Tujuan 1
Jawab pertanyaan berikut berdasarkan teks tentang Siti Sarah.
(a) Siapa nama raja yang diberi kabar oleh pengawal tentang perempuan cantik bersama Ibrahim?
(b) Apa yang diminta Nabi Ibrahim kepada Sarah agar raja tidak menyuruh mereka bercerai?
(c) Berapa usia Nabi Ibrahim ketika Sarah memutuskan mencarikan pendamping untuknya?
Tujuan 2
Tulis ulang kata demi kata satu bagian dari teks tentang Siti Sarah. Mulailah pada kata-kata "Momentum Iduladha tidak", lalu berhentilah setelah kata-kata "sahayanya, Siti Hajar.".
Tujuan 3
Sebutkan semua tokoh manusia yang disebut namanya dalam teks tentang Siti Sarah.

═══ Kutipan dokumen ═══

Momentum Iduladha tidak dapat terpisahkan dari kisah ketaatan Nabi Ibrahim yang mendapat perintah Allah untuk menyembelih putranya, Ismail. Kisah ini kemudian menjadi suatu pengingat bagi orang muslim setiap kali menjelang hari raya Iduladha.
Namun, jauh sebelum itu terjadi kisah yang jarang terulas dan tidak banyak terperbincangkan adalah kebesaran hati seorang perempuan di balik perjuangan Nabi Ibrahim mendapatkan Ismail kecil. Adalah Siti Sarah, perempuan yang memiliki kecantikan hakiki dan keluhuran budi pekerti inilah yang meminta suaminya, Ibrahim untuk menikah dengan hamba sahayanya, Siti Hajar.
Siti Sarah terkenal sebagai perempuan tercantik di masanya, kesetiannya mendampingi Nabi Ibrahim dalam menyebarkan Islam. Keyakinan mantap yang Sarah lakukan untuk menemani hijrah dari kampung halaman menuju Mesir. Sesampainya di Mesir, seorang pengawal mengabarkan kepada Raja Amr bin Amru Al-Qais bahwa ada perempuan cantik yang mengagumkan bersama dengan Ibrahim. Raja tersebut terkenal sebagai raja yang sangat menggilai perempuan cantik meski telah bersuami.
Maka dipanggillah keduanya untuk datang ke istana. Dalam keadaan genting Nabi Ibrahim meminta pada Sarah untuk mengaku sebagai saudaranya agar tidak diminta bercerai oleh raja. Pengawal raja kemudian membawa Sara. Sebelum pengawal membawanya ke hadapan raja, pelayan raja mendandaninya. Sebelumnya, ia melaksanakan salat dan berdoa meminta pertolongan dari Allah agar tetap terjaga kesuciannya.
Terkisahkan dalam dua kali percobaan saat raja mendekati Sarah, raja mendapati keadaan ia merasa tercekik. Ketakutan hingga mengentak-entakkan kakinya, sehingga tidak sampai menodai Sarah. Berkat pertolongan dari Allah maka kembalilah Sarah kepada Ibrahim dan mendapat hadiah hamba sahaya, bernama Siti Hajar.
Kedermawanan Sarah
Kehidupan rumah tangga Nabi Ibrahim dan Siti Sarah tidak berjalan dengan mulus. Apalagi belum adanya buah hati setelah menikah bertahun-tahun. Inilah titik Ketika Allah menguji mereka. Segala doa dan ikhtiar telah terlakukan hingga akhirnya Sarah memutuskan mencarikan pendamping untuk Nabi Ibrahim mengingat pada saat itu Nabi Ibrahim telah memasuki 100 tahun. Ialah Siti Hajar, seorang budak yang kemudian Sarah merdekakan untuk menjadi istri kedua Nabi Ibrahim.

═══ Materi yang disediakan ═══

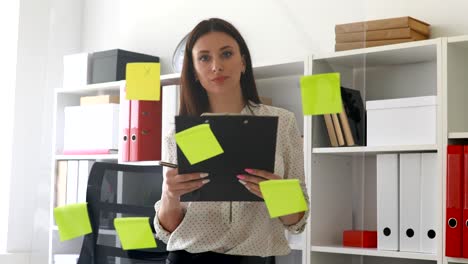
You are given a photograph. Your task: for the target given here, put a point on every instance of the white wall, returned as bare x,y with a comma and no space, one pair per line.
275,30
9,28
48,29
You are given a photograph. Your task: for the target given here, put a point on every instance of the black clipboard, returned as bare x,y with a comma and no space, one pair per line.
247,141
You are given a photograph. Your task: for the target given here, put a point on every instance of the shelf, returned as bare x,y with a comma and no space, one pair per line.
458,41
374,150
142,163
87,157
373,252
458,135
260,72
93,88
403,53
279,70
101,231
170,79
457,260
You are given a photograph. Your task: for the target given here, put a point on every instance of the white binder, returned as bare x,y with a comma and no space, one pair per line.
72,181
387,202
410,202
429,200
84,167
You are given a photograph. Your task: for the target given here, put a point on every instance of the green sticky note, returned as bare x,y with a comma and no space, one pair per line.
134,232
72,221
143,81
321,94
198,143
283,197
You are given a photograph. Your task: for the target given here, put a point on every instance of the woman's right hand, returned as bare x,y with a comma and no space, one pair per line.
176,185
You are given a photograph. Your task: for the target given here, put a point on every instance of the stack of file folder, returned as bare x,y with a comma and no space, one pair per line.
379,32
406,202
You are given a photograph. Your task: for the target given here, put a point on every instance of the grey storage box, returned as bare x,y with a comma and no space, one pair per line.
109,65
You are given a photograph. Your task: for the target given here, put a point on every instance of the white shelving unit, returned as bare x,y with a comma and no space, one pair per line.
372,252
343,179
277,81
455,97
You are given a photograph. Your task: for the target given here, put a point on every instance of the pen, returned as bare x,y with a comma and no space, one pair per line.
167,164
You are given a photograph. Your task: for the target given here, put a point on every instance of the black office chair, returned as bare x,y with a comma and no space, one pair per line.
117,190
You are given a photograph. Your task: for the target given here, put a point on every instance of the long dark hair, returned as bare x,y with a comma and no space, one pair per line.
193,97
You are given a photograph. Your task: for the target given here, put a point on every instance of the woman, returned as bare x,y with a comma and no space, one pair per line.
217,77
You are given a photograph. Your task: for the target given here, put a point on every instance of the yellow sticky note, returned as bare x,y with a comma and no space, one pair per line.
321,94
72,221
198,143
134,232
143,81
283,197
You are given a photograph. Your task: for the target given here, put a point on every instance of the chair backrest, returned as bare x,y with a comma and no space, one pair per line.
117,190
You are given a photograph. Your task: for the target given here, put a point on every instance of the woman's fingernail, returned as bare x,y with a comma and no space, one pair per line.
240,176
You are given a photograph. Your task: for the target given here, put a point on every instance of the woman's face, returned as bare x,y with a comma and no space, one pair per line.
218,63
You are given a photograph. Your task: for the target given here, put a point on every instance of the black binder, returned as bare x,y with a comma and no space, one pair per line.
247,141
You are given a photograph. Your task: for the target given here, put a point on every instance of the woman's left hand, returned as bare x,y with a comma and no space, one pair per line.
252,182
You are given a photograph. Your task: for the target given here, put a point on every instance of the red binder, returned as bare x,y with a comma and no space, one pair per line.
453,223
125,135
360,238
145,132
465,204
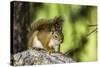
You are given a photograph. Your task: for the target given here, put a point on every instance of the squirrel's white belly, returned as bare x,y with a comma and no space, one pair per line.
37,43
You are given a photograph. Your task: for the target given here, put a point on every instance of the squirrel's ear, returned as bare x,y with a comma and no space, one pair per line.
58,20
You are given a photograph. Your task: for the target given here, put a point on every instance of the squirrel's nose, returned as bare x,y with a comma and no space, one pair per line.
60,41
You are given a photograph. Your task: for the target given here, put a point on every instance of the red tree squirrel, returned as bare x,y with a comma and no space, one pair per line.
46,35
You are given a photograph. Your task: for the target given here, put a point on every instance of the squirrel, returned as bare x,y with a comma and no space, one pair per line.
46,34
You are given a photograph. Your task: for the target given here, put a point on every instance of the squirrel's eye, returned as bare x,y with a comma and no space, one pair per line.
55,36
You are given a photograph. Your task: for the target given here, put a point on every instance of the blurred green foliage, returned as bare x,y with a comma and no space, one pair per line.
81,45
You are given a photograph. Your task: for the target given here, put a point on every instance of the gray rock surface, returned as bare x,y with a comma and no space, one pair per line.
38,57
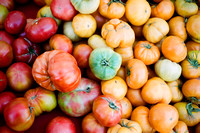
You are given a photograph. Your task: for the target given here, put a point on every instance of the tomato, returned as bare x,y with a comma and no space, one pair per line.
141,115
186,8
60,124
84,25
6,54
3,81
15,22
91,125
118,33
5,36
125,126
136,73
61,42
107,110
164,9
115,87
177,27
41,100
25,51
137,11
147,52
111,8
156,91
169,48
159,27
62,11
52,70
82,53
79,101
86,7
188,113
168,70
163,117
5,98
4,12
18,114
41,29
104,63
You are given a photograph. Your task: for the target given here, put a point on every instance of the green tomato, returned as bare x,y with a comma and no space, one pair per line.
3,13
168,70
104,63
85,6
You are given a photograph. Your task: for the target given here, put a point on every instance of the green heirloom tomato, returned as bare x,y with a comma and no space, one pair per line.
168,70
85,6
104,63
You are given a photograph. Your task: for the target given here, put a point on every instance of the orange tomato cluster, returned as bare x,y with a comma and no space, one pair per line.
158,84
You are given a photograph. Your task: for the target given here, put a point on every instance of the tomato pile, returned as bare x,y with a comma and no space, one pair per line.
122,66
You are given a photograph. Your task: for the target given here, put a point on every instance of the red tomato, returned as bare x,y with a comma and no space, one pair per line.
63,9
6,54
91,125
18,114
40,29
107,110
81,53
9,4
62,42
19,76
3,81
60,124
5,98
25,51
5,36
15,22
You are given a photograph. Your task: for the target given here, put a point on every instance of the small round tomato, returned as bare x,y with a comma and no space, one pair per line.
15,22
107,110
81,53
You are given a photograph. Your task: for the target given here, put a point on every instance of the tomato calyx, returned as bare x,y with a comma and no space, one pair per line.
191,109
111,104
117,1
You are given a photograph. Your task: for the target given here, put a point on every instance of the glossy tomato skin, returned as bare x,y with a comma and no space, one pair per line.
18,114
5,36
6,54
91,125
5,98
19,76
40,29
61,124
3,81
63,9
107,110
15,22
25,51
79,101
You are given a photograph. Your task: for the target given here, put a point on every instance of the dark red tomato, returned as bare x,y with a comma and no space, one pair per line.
60,124
81,53
5,36
107,110
3,81
18,114
91,125
9,4
15,22
40,29
63,9
25,51
6,54
5,129
5,98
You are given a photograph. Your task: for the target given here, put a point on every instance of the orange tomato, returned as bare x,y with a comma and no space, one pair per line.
136,73
174,49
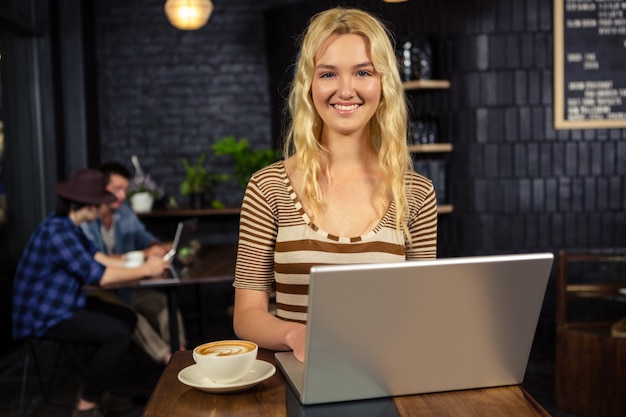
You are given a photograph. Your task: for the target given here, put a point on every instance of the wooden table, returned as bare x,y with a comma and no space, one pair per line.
270,399
215,264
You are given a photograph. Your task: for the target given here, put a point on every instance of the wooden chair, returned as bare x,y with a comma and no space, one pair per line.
34,351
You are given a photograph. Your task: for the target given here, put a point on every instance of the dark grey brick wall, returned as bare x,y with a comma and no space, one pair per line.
517,184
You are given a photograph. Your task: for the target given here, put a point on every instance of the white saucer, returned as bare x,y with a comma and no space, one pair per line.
193,377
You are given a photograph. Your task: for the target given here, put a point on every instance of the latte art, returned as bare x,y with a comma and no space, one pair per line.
226,349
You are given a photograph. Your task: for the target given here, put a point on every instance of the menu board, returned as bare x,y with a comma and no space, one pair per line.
589,64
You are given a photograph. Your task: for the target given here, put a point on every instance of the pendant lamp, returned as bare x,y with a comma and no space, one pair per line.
188,14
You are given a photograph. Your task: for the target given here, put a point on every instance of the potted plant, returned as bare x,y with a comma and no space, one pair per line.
142,191
246,160
198,181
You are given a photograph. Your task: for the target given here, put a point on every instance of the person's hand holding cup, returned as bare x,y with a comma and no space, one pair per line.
226,361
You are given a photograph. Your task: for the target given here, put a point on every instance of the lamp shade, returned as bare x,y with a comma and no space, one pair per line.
188,14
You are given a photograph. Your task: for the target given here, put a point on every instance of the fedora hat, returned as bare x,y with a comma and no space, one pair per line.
86,187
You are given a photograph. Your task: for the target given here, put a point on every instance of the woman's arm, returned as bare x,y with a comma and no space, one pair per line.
252,321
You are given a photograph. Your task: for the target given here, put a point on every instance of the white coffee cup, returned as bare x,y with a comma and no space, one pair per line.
133,259
226,361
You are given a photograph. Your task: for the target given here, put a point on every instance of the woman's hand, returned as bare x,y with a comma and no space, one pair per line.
155,266
296,340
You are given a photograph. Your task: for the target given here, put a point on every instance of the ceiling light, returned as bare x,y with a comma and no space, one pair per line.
188,14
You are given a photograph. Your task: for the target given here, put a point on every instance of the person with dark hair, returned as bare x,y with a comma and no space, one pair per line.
48,297
118,230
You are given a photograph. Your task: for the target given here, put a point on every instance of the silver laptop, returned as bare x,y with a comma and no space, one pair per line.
185,231
414,327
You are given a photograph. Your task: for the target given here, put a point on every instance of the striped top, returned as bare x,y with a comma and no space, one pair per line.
278,243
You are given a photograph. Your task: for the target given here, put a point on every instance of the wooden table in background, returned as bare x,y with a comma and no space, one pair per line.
269,399
215,264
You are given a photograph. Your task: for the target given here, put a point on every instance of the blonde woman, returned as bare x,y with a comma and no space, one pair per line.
345,192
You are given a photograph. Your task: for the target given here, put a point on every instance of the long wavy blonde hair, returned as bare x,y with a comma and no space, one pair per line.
388,127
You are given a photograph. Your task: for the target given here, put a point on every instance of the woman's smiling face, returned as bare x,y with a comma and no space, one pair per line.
346,88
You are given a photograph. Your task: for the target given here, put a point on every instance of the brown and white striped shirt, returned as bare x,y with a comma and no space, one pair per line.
278,243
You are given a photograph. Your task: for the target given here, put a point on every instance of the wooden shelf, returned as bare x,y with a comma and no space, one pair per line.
426,84
445,208
430,148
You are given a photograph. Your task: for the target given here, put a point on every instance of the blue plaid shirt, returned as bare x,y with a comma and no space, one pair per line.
130,232
56,263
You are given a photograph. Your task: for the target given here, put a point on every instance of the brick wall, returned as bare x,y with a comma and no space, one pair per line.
166,94
516,183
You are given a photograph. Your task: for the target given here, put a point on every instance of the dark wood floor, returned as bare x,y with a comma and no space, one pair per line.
136,376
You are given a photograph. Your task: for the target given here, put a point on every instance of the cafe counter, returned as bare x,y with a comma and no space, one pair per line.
273,398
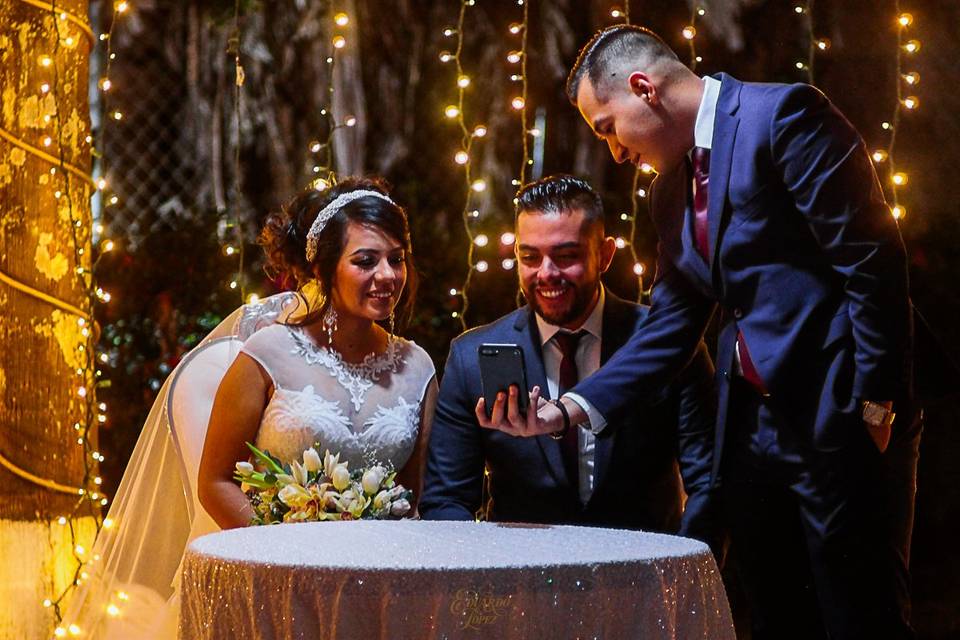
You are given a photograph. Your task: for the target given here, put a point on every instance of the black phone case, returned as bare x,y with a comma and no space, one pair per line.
500,366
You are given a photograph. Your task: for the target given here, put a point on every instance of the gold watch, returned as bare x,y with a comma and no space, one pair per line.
877,415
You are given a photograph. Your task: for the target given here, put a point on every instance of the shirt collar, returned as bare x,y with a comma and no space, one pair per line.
707,113
592,325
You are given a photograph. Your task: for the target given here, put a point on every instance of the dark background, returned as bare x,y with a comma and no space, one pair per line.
192,171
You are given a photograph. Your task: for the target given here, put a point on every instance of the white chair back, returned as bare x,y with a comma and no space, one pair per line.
190,402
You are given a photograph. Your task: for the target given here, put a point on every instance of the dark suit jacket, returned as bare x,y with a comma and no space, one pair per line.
636,481
806,261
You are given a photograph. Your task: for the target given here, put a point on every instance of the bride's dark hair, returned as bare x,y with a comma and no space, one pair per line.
284,240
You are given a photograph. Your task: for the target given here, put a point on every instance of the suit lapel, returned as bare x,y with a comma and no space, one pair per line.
721,154
528,339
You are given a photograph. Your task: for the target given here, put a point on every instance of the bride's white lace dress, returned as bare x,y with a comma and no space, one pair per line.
367,412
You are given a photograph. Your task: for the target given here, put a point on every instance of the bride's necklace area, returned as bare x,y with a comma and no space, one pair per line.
356,378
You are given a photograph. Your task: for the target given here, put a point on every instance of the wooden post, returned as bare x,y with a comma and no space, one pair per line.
47,380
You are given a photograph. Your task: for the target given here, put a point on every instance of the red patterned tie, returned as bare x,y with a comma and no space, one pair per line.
701,185
568,378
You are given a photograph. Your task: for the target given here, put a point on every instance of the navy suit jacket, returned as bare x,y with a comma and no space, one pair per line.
636,481
805,259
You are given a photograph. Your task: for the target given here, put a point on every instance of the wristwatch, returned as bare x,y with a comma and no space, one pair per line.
877,415
558,435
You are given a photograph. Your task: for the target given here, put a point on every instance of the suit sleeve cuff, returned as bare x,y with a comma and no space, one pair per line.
596,420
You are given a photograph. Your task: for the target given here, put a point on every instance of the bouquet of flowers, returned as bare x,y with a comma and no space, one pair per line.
319,489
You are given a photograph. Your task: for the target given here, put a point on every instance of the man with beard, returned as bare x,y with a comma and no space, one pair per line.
626,477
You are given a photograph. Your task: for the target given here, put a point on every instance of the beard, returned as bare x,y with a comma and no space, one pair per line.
571,305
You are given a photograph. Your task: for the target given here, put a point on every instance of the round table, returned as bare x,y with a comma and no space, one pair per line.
417,579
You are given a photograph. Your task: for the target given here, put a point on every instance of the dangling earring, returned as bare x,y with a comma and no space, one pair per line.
330,324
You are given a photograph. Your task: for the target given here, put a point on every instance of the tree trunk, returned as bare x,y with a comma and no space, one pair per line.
46,377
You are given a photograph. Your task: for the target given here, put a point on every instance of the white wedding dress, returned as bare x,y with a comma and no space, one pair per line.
370,412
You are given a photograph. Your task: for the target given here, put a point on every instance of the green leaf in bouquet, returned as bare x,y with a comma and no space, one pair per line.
271,463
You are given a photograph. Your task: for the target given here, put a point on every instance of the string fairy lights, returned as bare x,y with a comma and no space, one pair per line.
642,176
64,180
906,82
462,158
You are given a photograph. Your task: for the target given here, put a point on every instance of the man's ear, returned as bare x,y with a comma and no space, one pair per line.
643,87
608,249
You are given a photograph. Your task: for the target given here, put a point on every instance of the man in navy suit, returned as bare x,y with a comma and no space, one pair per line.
624,478
768,209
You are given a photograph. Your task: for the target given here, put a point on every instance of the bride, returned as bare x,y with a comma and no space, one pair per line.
320,365
336,376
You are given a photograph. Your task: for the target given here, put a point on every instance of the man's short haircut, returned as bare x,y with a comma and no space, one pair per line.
600,59
561,193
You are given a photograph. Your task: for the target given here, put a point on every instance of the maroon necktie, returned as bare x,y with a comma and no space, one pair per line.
568,378
701,185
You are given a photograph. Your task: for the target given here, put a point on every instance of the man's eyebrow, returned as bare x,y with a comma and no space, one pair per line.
556,247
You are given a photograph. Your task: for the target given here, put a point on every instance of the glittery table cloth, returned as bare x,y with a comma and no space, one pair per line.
414,579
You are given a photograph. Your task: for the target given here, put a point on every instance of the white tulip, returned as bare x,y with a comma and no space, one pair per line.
293,495
330,463
382,500
340,477
372,478
299,472
400,508
311,460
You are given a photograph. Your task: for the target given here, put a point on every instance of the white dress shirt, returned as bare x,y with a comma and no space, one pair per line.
588,361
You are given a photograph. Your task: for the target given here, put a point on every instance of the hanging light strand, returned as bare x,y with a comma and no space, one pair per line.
463,158
89,501
526,161
236,40
689,33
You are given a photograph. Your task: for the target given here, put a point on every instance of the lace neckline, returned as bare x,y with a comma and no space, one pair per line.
357,378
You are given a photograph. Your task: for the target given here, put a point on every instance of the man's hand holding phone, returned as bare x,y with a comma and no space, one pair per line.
505,415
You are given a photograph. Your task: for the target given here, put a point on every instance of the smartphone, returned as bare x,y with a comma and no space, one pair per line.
501,365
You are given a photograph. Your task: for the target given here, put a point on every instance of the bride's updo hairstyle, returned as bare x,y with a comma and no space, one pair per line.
284,240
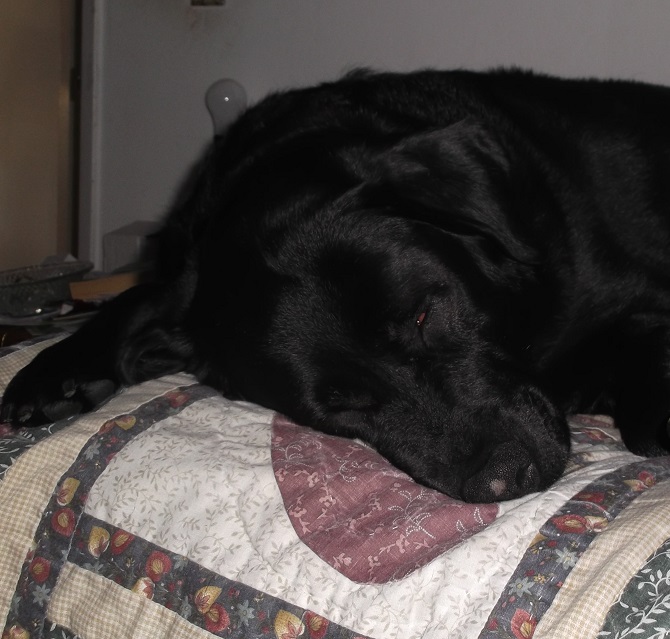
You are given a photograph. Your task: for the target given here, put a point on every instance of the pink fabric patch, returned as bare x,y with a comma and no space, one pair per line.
361,515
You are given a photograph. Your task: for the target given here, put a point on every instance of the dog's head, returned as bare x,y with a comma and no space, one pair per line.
379,294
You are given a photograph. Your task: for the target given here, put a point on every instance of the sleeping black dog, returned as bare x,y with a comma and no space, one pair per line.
443,264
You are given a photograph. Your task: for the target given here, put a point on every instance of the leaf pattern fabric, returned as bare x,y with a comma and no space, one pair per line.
187,515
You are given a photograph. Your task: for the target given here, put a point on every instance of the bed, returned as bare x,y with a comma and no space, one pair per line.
173,512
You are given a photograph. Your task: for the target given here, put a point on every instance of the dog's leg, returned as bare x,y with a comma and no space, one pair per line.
642,396
126,342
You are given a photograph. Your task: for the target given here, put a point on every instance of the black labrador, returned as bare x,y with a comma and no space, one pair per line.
443,264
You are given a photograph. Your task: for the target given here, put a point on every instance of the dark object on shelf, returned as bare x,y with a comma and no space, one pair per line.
32,290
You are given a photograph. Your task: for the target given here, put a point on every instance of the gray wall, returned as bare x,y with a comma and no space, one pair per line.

═══

Jawaban tertulis 1
(a) Raja Amr bin Amru Al-Qais.
(b) Nabi Ibrahim meminta Sarah mengaku sebagai saudaranya.
(c) Nabi Ibrahim telah memasuki usia 100 tahun.

Jawaban tertulis 2
Momentum Iduladha tidak dapat terpisahkan dari kisah ketaatan Nabi Ibrahim yang mendapat perintah Allah untuk menyembelih putranya, Ismail. Kisah ini kemudian menjadi suatu pengingat bagi orang muslim setiap kali menjelang hari raya Iduladha.
Namun, jauh sebelum itu terjadi kisah yang jarang terulas dan tidak banyak terperbincangkan adalah kebesaran hati seorang perempuan di balik perjuangan Nabi Ibrahim mendapatkan Ismail kecil. Adalah Siti Sarah, perempuan yang memiliki kecantikan hakiki dan keluhuran budi pekerti inilah yang meminta suaminya, Ibrahim untuk menikah dengan hamba sahayanya, Siti Hajar.

Jawaban tertulis 3
Nabi Ibrahim, Ismail, Siti Sarah, Siti Hajar, Raja Amr bin Amru Al-Qais.